4.5 Afwijken van de gebruiksregels

Artikel 5 Waarde - Archeologie 3

5.1 Bestemmingsomschrijving

5.2 Bouwregels

Binnen het gebied met 'Waarde - Archeologie 3' mogen uitsluitend bouwwerken worden opgericht ten behoeve van de op deze gronden liggende bestemming(en), indien en voor zover het een bouwplan betreft:

  1. 1. met een oppervlakte van maximaal 250 m2, of;
  2. 2. met een oppervlakte groter dan 250 m2 en een verstoringsdiepte van minder dan 0,3 m ten opzichte van het maaiveld, of;
  3. 3. dat betrekking heeft op vervanging van bestaande bouwwerken, waarbij de oppervlakte niet wordt uitgebreid en de bestaande fundering wordt benut, dan wel niet meer dan 2,5 m uit de bestaande fundering wordt gebouwd.

5.3 Nadere eisen

Het bevoegd gezag zijn bevoegd nadere eisen te stellen ten aanzien van de afmetingen en de situering van bouwwerken, de inrichting en het gebruik van gronden, indien uit onderzoek is gebleken dat ter plaatse behoudens- en beschermingswaardige archeologische monumenten of resten aanwezig zijn. De nadere eisen zijn erop gericht dat de archeologische waarden zoveel mogelijk in de grond (in situ) worden behouden.

5.4 Afwijken van de bouwregels

Het bevoegd gezag kan door middel van het verlenen van een omgevingsvergunning afwijken van het bepaalde in lid 5.2 voor het oprichten van bouwwerken ten behoeve van de op deze gronden voorkomende bestemming(en), indien op basis van (archeologisch) onderzoek is aangetoond, dat er geen of nauwelijks waarden aanwezig zijn dan wel dat de archeologische waarden door de bouwactiviteiten niet onevenredig worden of kunnen worden geschaad. Teneinde dit te bereiken kunnen aan de omgevingsvergunning in ieder geval de volgende regels worden verbonden:

  1. 1. de verplichting tot het treffen van technische maatregelen waardoor (ondanks de uitvoering van een bouwplan) monumenten in de bodem worden behouden;
  2. 2. de verplichting tot het doen van opgravingen;
  3. 3. de verplichting de activiteit die tot de bodemverstoring leidt, te laten begeleiden door een deskundige op het terrein van de archeologische monumentenzorg die voldoet aan door burgemeester en wethouders bij de omgevingsvergunning te stellen kwalificaties.

= Gegevens =

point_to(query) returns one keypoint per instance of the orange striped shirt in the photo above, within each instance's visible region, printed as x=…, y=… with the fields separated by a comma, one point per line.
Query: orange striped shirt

= Opdracht A =
Waarop zijn de nadere eisen volgens het tekstfragment gericht?
= Opdracht B =
Schrijf uit het tekstfragment alles over van "Artikel 5 Waarde" tot en met "fundering wordt gebouwd.".
Voor deze opdrachten zijn de gegevens niet van belang.

= Uitwerking A =
Op het zoveel mogelijk behouden van de archeologische waarden in de grond (in situ).

= Uitwerking B =
Artikel 5 Waarde - Archeologie 3

5.1 Bestemmingsomschrijving

5.2 Bouwregels

Binnen het gebied met 'Waarde - Archeologie 3' mogen uitsluitend bouwwerken worden opgericht ten behoeve van de op deze gronden liggende bestemming(en), indien en voor zover het een bouwplan betreft:

  1. 1. met een oppervlakte van maximaal 250 m2, of;
  2. 2. met een oppervlakte groter dan 250 m2 en een verstoringsdiepte van minder dan 0,3 m ten opzichte van het maaiveld, of;
  3. 3. dat betrekking heeft op vervanging van bestaande bouwwerken, waarbij de oppervlakte niet wordt uitgebreid en de bestaande fundering wordt benut, dan wel niet meer dan 2,5 m uit de bestaande fundering wordt gebouwd.